# EXERCISE REQUIREMENTS:
1: In the thread about MAC's Girl About Town lipstick, which lip gloss does anmackey85 wear with it?
2: Pick up the thread about MAC's Girl About Town lipstick after its last post and keep it going.

# PAGE:

= = =

# Girl about town?



## brownsuga lady (Mar 5, 2008)

Girl About Town lipstick by MAC? 
	

	
	
		
		

		
			





 I think it's a very pretty color but I'll admit I'm having a flashback to my Dollymix blush fear. (FYI I love this blush now)

I plan to go in to the store and try it to see how it works on me but I wanted to get an idea of what it looks like on some of you (if you've tried it). 

I'm NC50. Thanks!


----------



## elektra513 (Mar 6, 2008)

*Re: Any of you brown-skinned or darker skinned ladies wear...*

Here's my take on it from last year:
http://specktra.net/f166/stars-n-rockets-fotd-68700/

I haven't tried anything new this year yet. Just getting back in the swing of things...

Hope this helps


----------



## anmackey85 (Mar 7, 2008)

*Re: Any of you brown-skinned or darker skinned ladies wear...*

I love Girl About Town. I just recently got and it was the best purchase I've ever made. I'm in between a NC 45 and NC 50 and I wear it with Pink Poodle l/g and its perfect. Now I want Mattene l/s in Immodest and some of the pro color l/s. I highly recommend this product.


----------



## QTAllStarGurl (Mar 7, 2008)

*Re: Any of you brown-skinned or darker skinned ladies wear...*

i looove Girl About Town!! ummm i have an fotd with it from a while ago..i can try to find it 4 you 
	

	
	
		
		

		
		
	


	




ETA: found it!!!http://specktra.net/f166/pink-glam-3-a-86213/
HTH!!!


----------



## AfricanaEyes (Mar 7, 2008)

*Re: Any of you brown-skinned or darker skinned ladies wear...*

The irony! Allure says that one of the Spring Beauty trends in a matte pink lip. I was trying to find a good one to check out and one of the folx via MAC's Live Chat suggested Girl About Town. It looks cute on you, QT!


----------



## brownsuga lady (Mar 7, 2008)

*Re: Any of you brown-skinned or darker skinned ladies wear...*

Great! Thanks ladies. I'm making another trip to MAC next week (I really need to stop...no...really) and I'll check it out. I adore the color but it's always a challenge to pull myself away from a nude/neutral or soft pink lip but i'm trying. I recently picked up Violetta lipstick and I LOVE LOVE LOVE this color. It complements my skin tone really well. Especially with Pink Pearl gloss over it.

= = =

# DATA ROWS:

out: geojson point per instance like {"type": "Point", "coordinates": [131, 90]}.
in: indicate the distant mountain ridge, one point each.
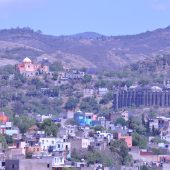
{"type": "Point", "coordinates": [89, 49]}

= = =

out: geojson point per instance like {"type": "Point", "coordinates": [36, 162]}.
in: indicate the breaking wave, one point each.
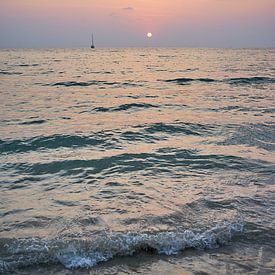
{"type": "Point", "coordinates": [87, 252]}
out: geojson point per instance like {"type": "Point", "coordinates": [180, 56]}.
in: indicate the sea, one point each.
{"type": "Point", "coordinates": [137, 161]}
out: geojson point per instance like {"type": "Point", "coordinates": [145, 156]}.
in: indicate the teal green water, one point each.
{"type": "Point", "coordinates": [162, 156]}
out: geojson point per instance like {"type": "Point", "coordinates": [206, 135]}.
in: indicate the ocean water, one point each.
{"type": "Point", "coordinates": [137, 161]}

= = =

# TASK-BY-TASK RESULTS:
1: Pink Poodle lip gloss.

2:
You ladies look FAB in it!


----------



## Caramel_QT (Mar 7, 2008)

*Re: Any of you brown-skinned or darker skinned ladies wear...*

I just wore this to work on Wednesday. I love it!!!


----------



## TangoMango (Mar 8, 2008)

*Re: Any of you brown-skinned or darker skinned ladies wear...*

I love this lip colour. I'm NC-44/45 and I like how it looks. Beware, you will get lots of attention. I've got big lips too so the colour makes them stand out even more!


----------



## pumpkincat210 (Mar 8, 2008)

*Re: Any of you brown-skinned or darker skinned ladies wear...*

I'm an NC30 and i traded away my girl about town because it made me look really pale. 
You should definatly try it out if you like bright pink.  It would look great on darker skin, but it is very bold on anybody.


----------



## chocolategoddes (Mar 8, 2008)

*Re: Any of you brown-skinned or darker skinned ladies wear...*

I really love the bright pink look! but I have HUGE lips. i don't want to go around lookin like i have too hot pink pillows on my face.  if you have te balls to try it, go ahead. i personally would stick with a hot pink gloss. i'm not bold when it comes to lips!


----------



## angeluv009 (Mar 8, 2008)

*Re: Any of you brown-skinned or darker skinned ladies wear...*

Quote:

   Originally Posted by *elektra513* 

 
_Here's my take on it from last year:
http://specktra.net/f166/stars-n-rockets-fotd-68700/

I haven't tried anything new this year yet. Just getting back in the swing of things...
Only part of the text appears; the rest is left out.